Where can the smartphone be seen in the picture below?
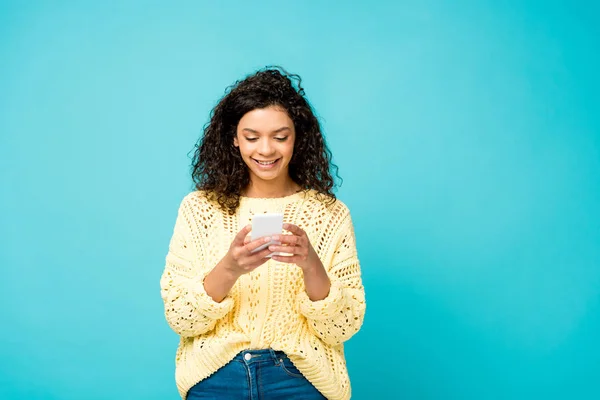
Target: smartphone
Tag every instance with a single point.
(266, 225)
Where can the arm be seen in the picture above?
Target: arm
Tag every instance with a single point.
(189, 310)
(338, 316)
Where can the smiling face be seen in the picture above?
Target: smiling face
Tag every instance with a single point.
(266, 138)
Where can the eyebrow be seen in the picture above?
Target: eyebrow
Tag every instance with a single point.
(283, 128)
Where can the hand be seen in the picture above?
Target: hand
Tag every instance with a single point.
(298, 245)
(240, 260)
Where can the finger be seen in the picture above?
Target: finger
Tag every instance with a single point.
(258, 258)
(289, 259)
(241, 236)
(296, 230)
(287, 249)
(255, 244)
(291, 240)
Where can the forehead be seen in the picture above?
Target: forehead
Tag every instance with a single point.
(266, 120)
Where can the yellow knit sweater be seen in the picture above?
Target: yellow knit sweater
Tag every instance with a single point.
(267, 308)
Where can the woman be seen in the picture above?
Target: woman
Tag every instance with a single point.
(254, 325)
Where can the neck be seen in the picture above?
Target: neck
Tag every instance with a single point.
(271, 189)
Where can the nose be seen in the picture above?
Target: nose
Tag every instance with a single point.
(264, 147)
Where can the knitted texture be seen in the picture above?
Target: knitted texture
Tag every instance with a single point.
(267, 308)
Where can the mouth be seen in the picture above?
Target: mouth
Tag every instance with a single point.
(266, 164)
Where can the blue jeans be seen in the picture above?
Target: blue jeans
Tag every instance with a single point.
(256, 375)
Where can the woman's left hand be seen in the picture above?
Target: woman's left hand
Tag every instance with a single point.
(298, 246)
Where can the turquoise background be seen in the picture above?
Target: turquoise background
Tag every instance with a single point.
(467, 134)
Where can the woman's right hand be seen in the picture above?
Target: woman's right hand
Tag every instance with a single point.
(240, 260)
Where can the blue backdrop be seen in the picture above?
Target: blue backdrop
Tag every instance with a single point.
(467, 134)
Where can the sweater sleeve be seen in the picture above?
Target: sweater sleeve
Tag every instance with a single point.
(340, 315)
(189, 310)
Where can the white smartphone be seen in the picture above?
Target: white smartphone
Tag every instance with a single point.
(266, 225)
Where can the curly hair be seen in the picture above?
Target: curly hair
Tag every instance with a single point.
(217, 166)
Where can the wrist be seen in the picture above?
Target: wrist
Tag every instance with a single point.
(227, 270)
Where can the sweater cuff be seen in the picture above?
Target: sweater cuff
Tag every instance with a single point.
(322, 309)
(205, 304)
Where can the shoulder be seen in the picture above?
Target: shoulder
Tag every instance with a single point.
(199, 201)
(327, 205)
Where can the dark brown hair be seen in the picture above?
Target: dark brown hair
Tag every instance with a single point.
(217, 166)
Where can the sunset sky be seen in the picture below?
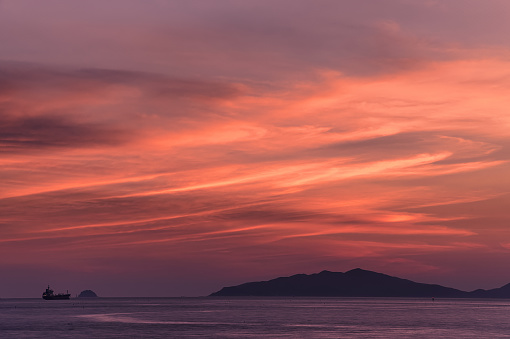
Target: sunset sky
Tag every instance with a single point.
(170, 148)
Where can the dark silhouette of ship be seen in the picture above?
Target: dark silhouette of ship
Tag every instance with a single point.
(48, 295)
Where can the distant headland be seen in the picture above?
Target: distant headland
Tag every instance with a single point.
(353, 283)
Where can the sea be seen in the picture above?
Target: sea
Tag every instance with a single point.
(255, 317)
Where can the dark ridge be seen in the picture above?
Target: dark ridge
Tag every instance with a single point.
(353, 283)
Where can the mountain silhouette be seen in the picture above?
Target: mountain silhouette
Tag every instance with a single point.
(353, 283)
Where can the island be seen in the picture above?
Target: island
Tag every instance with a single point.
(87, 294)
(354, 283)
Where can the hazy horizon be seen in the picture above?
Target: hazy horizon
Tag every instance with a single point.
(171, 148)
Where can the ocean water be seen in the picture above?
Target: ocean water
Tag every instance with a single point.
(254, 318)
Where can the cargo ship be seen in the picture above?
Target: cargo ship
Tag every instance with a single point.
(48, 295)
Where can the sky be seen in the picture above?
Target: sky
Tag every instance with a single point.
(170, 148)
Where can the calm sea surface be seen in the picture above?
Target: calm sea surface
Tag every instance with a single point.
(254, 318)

[To do]: Using the records above, gather all lines where the string "ocean" is present.

[Answer for this exercise]:
Where can the ocean water be seen in the picture above?
Target: ocean water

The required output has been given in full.